--- start ---
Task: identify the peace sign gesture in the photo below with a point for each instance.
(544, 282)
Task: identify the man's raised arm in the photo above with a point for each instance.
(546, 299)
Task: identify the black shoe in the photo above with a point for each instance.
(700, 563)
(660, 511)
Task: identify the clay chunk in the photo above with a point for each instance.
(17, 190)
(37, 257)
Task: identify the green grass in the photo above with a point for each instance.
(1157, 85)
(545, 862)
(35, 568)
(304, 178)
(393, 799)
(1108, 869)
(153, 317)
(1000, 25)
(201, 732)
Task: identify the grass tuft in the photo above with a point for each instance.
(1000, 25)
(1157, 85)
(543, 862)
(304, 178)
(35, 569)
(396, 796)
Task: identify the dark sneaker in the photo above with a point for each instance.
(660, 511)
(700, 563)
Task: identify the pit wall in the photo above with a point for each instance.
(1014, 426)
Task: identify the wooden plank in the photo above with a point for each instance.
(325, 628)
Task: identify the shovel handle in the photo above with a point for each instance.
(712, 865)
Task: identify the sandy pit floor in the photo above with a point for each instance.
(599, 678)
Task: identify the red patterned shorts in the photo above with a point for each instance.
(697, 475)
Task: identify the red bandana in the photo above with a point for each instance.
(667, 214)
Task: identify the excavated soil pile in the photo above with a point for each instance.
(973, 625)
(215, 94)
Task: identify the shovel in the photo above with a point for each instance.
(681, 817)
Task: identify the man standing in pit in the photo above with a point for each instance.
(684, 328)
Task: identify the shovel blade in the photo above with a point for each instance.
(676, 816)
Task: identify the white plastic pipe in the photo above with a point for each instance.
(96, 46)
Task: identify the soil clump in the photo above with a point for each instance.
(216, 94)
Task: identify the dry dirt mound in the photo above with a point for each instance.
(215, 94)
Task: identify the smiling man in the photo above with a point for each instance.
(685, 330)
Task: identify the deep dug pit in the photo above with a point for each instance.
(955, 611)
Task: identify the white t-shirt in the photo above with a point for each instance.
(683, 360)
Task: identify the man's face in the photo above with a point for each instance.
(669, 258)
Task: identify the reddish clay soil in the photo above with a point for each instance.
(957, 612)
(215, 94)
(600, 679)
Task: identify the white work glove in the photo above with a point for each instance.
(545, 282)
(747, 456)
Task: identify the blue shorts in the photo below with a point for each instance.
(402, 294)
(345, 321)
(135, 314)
--- end ---
**Instructions to follow:**
Give the lines above as a numbered list, leaving out any blank lines.

**Worked solution:**
1. Task: identify the peace sign gesture in the photo below with a point for each instance.
2. (544, 282)
3. Task: identify the man's raised arm in the photo above with a point for each instance.
4. (546, 299)
5. Task: identify the black shoe in the photo above with a point for each instance.
6. (700, 563)
7. (660, 511)
8. Task: identify the clay chunk in the photo above with a point for each instance.
9. (17, 190)
10. (37, 257)
11. Task: identify the green grass in the photo above with a point for each instance.
12. (1157, 85)
13. (545, 862)
14. (35, 568)
15. (304, 178)
16. (393, 799)
17. (1108, 869)
18. (153, 317)
19. (1000, 25)
20. (201, 732)
21. Task: identify the grass tuft in the photo above with a point for each instance.
22. (1000, 25)
23. (1157, 85)
24. (543, 862)
25. (304, 178)
26. (35, 569)
27. (396, 796)
28. Task: identify the dark sneaker in the photo above with a point for each instance.
29. (660, 511)
30. (700, 563)
31. Task: identify the pit wall in the photo above with a point for each instance.
32. (1014, 426)
33. Task: identify the wooden plank in the photo above with a point for each instance.
34. (325, 628)
35. Task: identify the shovel handle in the photo above with a point for each instance.
36. (712, 865)
37. Task: identify the sandy pit floor in the photo above with a point for each instance.
38. (599, 678)
39. Task: identify the red patterned shorts in the photo above with a point for each instance.
40. (697, 475)
41. Task: identify the red bandana in the photo above with a point for each instance.
42. (667, 214)
43. Task: identify the excavated soil pile in the photo above with a point for each instance.
44. (973, 625)
45. (215, 94)
46. Task: identify the shovel in the photo above with a point for each instance.
47. (681, 817)
48. Task: identify the man standing in pit in the photo above with a point for each instance.
49. (684, 328)
50. Task: identify the shovel blade in the photo above with a point for each instance.
51. (676, 816)
52. Task: identify the white plastic pipe in the photo above with a point for each instance.
53. (96, 46)
54. Task: identify the soil clump in the photo above with a point for each instance.
55. (216, 94)
56. Task: identify the dry dirt mound in the photo above with a point for each instance.
57. (215, 94)
58. Task: identify the smiling man in the photo above with a point for each instance.
59. (685, 330)
60. Task: identify the deep dug pit in the photo above with a point for each instance.
61. (955, 611)
62. Task: identify the white t-shirt in the photo above with a point for each instance.
63. (683, 360)
64. Task: identify the man's face in the photo above with a point for each instance.
65. (669, 258)
66. Task: identify the reddish clay soil in the photo above with a point for each instance.
67. (957, 612)
68. (215, 94)
69. (600, 679)
70. Task: identify the white work glove in the photo above with a point for each instance.
71. (545, 282)
72. (747, 456)
73. Task: identify the blue shorts in the photo below with a point for each instance.
74. (402, 294)
75. (345, 321)
76. (135, 314)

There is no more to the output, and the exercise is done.